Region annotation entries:
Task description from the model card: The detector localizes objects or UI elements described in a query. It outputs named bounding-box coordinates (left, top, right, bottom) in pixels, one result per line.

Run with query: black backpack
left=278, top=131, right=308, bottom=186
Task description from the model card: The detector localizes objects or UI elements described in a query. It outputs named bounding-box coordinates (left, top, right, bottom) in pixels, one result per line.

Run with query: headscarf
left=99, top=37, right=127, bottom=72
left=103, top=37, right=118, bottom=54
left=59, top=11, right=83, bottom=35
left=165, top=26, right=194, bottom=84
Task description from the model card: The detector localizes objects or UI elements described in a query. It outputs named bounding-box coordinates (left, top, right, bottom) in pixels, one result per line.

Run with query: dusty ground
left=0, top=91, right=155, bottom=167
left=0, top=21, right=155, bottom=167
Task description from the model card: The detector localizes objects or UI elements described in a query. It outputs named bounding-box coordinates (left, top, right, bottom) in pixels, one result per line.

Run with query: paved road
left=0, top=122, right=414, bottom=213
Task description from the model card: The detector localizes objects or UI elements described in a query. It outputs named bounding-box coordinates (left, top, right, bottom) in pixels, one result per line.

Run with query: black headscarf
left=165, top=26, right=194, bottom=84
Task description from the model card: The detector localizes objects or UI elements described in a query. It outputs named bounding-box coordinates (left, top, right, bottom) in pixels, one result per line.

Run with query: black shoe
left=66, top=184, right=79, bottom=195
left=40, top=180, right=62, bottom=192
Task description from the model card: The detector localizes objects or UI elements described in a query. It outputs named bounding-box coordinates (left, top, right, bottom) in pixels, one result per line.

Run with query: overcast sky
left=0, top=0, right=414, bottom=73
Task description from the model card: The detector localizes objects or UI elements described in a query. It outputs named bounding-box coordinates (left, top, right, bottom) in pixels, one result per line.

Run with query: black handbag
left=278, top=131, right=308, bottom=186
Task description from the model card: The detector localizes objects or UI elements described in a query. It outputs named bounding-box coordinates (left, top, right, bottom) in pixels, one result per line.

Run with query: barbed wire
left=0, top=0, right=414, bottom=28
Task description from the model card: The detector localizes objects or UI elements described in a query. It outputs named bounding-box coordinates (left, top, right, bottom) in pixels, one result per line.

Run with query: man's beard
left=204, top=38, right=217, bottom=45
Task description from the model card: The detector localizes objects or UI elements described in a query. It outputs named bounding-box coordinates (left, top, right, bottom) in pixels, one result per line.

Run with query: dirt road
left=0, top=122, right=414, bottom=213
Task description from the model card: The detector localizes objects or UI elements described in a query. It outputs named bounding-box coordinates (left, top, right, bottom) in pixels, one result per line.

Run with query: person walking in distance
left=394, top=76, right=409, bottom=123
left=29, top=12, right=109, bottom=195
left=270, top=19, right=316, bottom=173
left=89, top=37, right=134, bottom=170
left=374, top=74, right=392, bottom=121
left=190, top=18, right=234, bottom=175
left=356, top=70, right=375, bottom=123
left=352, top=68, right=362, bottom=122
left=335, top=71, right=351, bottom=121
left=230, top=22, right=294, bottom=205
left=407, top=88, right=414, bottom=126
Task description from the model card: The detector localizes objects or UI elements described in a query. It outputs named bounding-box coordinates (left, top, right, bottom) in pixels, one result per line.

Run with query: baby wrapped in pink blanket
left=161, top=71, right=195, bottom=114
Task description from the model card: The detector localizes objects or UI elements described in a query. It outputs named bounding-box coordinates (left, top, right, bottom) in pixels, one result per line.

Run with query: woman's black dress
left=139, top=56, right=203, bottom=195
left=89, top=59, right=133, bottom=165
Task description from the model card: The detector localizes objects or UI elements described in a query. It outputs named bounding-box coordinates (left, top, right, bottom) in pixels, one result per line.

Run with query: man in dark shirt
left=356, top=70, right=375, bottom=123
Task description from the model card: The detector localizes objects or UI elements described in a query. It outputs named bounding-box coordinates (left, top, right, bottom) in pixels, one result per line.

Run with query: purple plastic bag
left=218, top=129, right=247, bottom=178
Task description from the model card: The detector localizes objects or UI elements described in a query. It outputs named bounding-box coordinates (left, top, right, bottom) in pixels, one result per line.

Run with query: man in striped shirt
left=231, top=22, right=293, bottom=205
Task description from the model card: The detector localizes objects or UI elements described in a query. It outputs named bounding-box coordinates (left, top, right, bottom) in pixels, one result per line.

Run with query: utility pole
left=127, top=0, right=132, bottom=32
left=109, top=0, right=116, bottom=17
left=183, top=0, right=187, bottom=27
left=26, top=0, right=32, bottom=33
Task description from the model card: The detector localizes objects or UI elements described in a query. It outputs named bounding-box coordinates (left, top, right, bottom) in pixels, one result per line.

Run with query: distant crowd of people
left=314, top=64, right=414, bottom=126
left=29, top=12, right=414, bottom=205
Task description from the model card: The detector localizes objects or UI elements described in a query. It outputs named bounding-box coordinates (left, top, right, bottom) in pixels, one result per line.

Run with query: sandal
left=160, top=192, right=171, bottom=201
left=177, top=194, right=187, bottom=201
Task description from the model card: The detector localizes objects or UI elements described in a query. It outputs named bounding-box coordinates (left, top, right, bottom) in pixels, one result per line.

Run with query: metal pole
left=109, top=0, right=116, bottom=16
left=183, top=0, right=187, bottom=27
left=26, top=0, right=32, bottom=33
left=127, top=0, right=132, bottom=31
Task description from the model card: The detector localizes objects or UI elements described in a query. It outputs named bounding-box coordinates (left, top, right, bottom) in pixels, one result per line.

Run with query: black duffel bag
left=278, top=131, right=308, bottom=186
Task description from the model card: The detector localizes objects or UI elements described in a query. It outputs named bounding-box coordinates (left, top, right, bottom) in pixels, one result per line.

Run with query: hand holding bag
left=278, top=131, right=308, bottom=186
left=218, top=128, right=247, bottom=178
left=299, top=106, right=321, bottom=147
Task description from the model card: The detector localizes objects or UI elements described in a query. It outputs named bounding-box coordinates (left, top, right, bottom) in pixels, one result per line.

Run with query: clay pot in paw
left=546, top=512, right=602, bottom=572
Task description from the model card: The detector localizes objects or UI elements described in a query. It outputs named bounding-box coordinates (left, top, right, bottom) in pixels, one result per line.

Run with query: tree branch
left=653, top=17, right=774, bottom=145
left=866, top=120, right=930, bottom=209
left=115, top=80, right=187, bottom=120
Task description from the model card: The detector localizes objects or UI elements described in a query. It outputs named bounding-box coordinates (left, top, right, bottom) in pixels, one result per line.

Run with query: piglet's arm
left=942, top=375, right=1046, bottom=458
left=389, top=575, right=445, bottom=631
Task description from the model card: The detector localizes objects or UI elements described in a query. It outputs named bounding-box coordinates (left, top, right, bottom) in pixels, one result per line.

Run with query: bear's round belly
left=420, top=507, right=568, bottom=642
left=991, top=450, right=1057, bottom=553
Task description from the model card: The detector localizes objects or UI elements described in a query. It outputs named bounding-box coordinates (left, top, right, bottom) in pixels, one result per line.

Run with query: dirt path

--- Exercise requirements ---
Rewrite every one of the items above as a single numbered list, one line per number, with the blank lines omitted.

--- Result of this exercise ---
1. Task description from the model card: The detector localizes objects or UI elements described in a query. It outputs named bounding-box coordinates (left, top, right, bottom) in pixels, one result per line.
2. Run with query: black backpack
3. left=278, top=131, right=308, bottom=186
4. Task description from the model card: The detector localizes objects or UI elements described in a query. It outputs named bounding-box coordinates (left, top, right, bottom) in pixels, one result per line.
5. Run with query: headscarf
6. left=99, top=37, right=127, bottom=72
7. left=103, top=37, right=118, bottom=54
8. left=59, top=11, right=83, bottom=35
9. left=165, top=26, right=194, bottom=84
10. Task description from the model card: The detector localizes objects or UI elements described in a query. It outputs named bounding-box coordinates (left, top, right, bottom) in pixels, one result per line.
11. Run with query: dusty ground
12. left=0, top=91, right=155, bottom=167
13. left=0, top=21, right=155, bottom=167
14. Task description from the model card: The detector localizes objects or UI elements described in a query. It outputs named bounding-box coordinates (left, top, right, bottom) in pixels, one result per line.
15. Run with query: paved road
16. left=0, top=122, right=414, bottom=213
17. Task description from the model card: The detector localizes objects or UI elements described in a query. It outputs named bounding-box coordinates (left, top, right, bottom) in pixels, one result per line.
18. Run with query: black headscarf
19. left=165, top=26, right=194, bottom=84
20. Task description from the model card: The detector localizes objects or UI elements described in a query. It outputs named bounding-box coordinates (left, top, right, bottom) in pixels, one result per line.
21. Run with query: black shoe
22. left=66, top=184, right=79, bottom=195
23. left=40, top=180, right=62, bottom=192
24. Task description from the model card: The detector localizes objects or UI elements described in a query. It outputs named bounding-box coordinates (left, top, right, bottom) in pixels, one result per line.
25. Run with query: overcast sky
26. left=0, top=0, right=414, bottom=73
27. Task description from the model card: The detector localizes objects or UI elements described in a query. It outputs named bounding-box coordinates (left, top, right, bottom) in pixels, one result per line.
28. Run with query: black handbag
29. left=278, top=131, right=308, bottom=186
30. Task description from the model card: The detector localizes objects or UI elements described in a query. It outputs named bounding-box coordinates (left, top, right, bottom) in pixels, one result per line.
31. Run with query: barbed wire
32. left=0, top=0, right=414, bottom=28
33. Task description from the model card: The detector localizes objects or UI elements described in a query. It outputs named bounding-box coordinates (left, top, right, bottom) in pixels, one result per line.
34. Run with query: man's beard
35. left=204, top=38, right=217, bottom=45
36. Task description from the model card: The detector localizes objects or UI elements described in a query. It outputs named bounding-box coordinates (left, top, right, bottom) in pixels, one result per line.
37. Run with query: dirt road
38. left=0, top=122, right=414, bottom=213
39. Task description from the model card: The detector localizes objects or UI elements described in a query. It outputs named bounding-box coordinates (left, top, right, bottom) in pixels, one result per line.
40. Run with query: person walking in distance
41. left=394, top=76, right=409, bottom=123
42. left=29, top=12, right=109, bottom=195
43. left=270, top=19, right=316, bottom=173
44. left=89, top=37, right=134, bottom=170
45. left=374, top=74, right=392, bottom=121
46. left=190, top=18, right=234, bottom=175
47. left=356, top=70, right=375, bottom=123
48. left=352, top=68, right=362, bottom=122
49. left=335, top=71, right=351, bottom=121
50. left=230, top=22, right=294, bottom=205
51. left=407, top=88, right=414, bottom=126
52. Task description from the model card: The detector localizes objects or UI elements described in a query. It outputs named bounding-box coordinates (left, top, right, bottom) in pixels, one result per line.
53. Run with query: baby wrapped in pink blanket
54. left=161, top=71, right=195, bottom=114
55. Task description from the model card: The detector localizes objects or UI elements described in a query. It outputs named bounding-box coordinates (left, top, right, bottom) in pixels, one result per line.
56. Run with query: woman's black dress
57. left=139, top=56, right=203, bottom=195
58. left=89, top=59, right=133, bottom=165
59. Task description from the model card: The detector localizes objects or UI elements described in a query. It outputs named bounding-box coordinates (left, top, right, bottom) in pixels, one result per line.
60. Run with query: man in dark shirt
61. left=356, top=70, right=375, bottom=123
62. Task description from the model card: The detector localizes objects or UI elements described in a query. It outputs named bounding-box coordinates (left, top, right, bottom) in pixels, one result per line.
63. Run with query: purple plastic bag
64. left=218, top=129, right=247, bottom=178
65. Task description from the model card: The detector localizes objects or UI elements described in a query. It outputs named bounding-box coordinates (left, top, right, bottom) in pixels, one result per line.
66. Run with query: man in striped shirt
67. left=231, top=22, right=293, bottom=205
68. Task description from the model card: The detector localizes objects or UI elements described in a query. It outputs named bounding-box coordinates (left, top, right, bottom) in pixels, one result per line.
69. Run with query: utility pole
70. left=127, top=0, right=132, bottom=32
71. left=109, top=0, right=116, bottom=17
72. left=183, top=0, right=187, bottom=27
73. left=26, top=0, right=32, bottom=33
74. Task description from the model card: The detector localizes objects or UI elements described in a query. It outputs named bounding-box coordinates (left, top, right, bottom) in pixels, one result per line.
75. Run with query: distant crowd of people
76. left=314, top=64, right=414, bottom=126
77. left=29, top=12, right=414, bottom=205
78. Task description from the model card: The detector localizes objects or UI elements described in a query. It outputs named bounding-box coordinates (left, top, right, bottom) in pixels, one result per line.
79. Run with query: sandal
80. left=160, top=192, right=171, bottom=201
81. left=177, top=194, right=187, bottom=201
82. Task description from the model card: The detector localizes objects or UI elements described in a query. It outputs named bounding-box coordinates (left, top, right, bottom) in pixels, one result per line.
83. Run with query: metal pole
84. left=109, top=0, right=116, bottom=16
85. left=183, top=0, right=187, bottom=27
86. left=26, top=0, right=32, bottom=33
87. left=127, top=0, right=132, bottom=31
88. Task description from the model card: The detector localizes objects or UI elements described in a query. It outputs named bounding-box coordinates (left, top, right, bottom) in pixels, one result per line.
89. Run with query: black duffel bag
90. left=278, top=131, right=308, bottom=186
91. Task description from the model card: The detector localizes objects or UI elements described in a query. It outputs named bounding-box coordinates (left, top, right, bottom) in pixels, one result per line.
92. Run with query: hand holding bag
93. left=278, top=131, right=308, bottom=186
94. left=218, top=128, right=247, bottom=178
95. left=299, top=106, right=321, bottom=147
96. Task description from the model card: The detector localizes objects or UI elements described in a query. It outputs named bounding-box coordinates (left, top, right, bottom) in pixels, one result per line.
97. Run with query: clay pot in paw
98. left=546, top=512, right=602, bottom=572
99. Task description from the model card: The detector localizes objects or UI elements described in a query. It outputs named bounding-box coordinates (left, top, right, bottom) in pixels, one result per line.
100. Run with query: tree branch
101. left=653, top=17, right=774, bottom=145
102. left=866, top=120, right=930, bottom=209
103. left=115, top=80, right=187, bottom=120
104. Task description from the model card: The detector localizes objects or UI elements described in a query. It outputs named bounding-box coordinates (left, top, right, bottom) in pixels, one result per line.
105. Run with query: piglet's arm
106. left=942, top=375, right=1046, bottom=458
107. left=389, top=575, right=445, bottom=631
108. Task description from the model card: The detector localizes objects or UI elements described in a query. It outputs named bounding-box coordinates (left, top, right, bottom) in pixels, one result per line.
109. Run with query: bear's round belly
110. left=420, top=507, right=568, bottom=642
111. left=991, top=450, right=1057, bottom=553
112. Task description from the model card: The detector localizes objects or UI elements described in a query. It outputs named bounding-box coordinates (left, top, right, bottom) in pixels, one result per line.
113. Run with query: dirt path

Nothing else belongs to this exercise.